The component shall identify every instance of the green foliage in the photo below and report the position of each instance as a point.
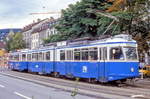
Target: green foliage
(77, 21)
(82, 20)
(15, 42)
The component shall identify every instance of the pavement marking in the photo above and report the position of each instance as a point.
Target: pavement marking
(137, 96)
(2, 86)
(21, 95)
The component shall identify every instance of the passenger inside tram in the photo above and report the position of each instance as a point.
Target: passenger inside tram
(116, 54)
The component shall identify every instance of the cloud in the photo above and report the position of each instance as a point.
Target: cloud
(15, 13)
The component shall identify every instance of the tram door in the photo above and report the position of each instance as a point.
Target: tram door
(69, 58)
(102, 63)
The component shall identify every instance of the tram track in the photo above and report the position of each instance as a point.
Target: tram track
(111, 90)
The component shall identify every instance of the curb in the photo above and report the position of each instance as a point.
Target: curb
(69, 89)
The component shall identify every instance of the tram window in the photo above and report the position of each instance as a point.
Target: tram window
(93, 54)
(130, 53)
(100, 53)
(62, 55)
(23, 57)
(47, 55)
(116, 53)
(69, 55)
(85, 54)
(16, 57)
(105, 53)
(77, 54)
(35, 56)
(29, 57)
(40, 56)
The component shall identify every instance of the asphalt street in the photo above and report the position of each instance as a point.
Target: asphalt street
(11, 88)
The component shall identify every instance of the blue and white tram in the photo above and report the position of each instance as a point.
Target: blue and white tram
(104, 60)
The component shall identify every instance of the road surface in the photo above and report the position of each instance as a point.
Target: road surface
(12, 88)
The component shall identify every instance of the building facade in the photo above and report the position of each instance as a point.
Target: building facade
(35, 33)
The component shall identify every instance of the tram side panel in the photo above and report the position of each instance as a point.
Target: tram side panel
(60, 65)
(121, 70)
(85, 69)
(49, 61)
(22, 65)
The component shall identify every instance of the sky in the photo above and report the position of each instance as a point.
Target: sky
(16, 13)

=-=-=

- _Task brief_
Reproduce verbatim every line of the rows from the one containing "The component shall identify every instance of the road" through the last line of the rows, inclusive.

- _Finished answer_
The component shall identify every instance of the road surface in the photo above and report the position of each instance as a point.
Target: road surface
(12, 88)
The component shall identify every instance of the building facade in the photo above and report the position of each instance as a point.
Target: building facade
(35, 33)
The component shall identify every instance of the tram side panel in the photo above and report the position of each instance as a point.
Target: tram side panel
(60, 65)
(121, 70)
(85, 69)
(49, 61)
(22, 65)
The component shall identify every instance of the sky in the photo above and report the position of each instance as a point.
Target: sky
(16, 13)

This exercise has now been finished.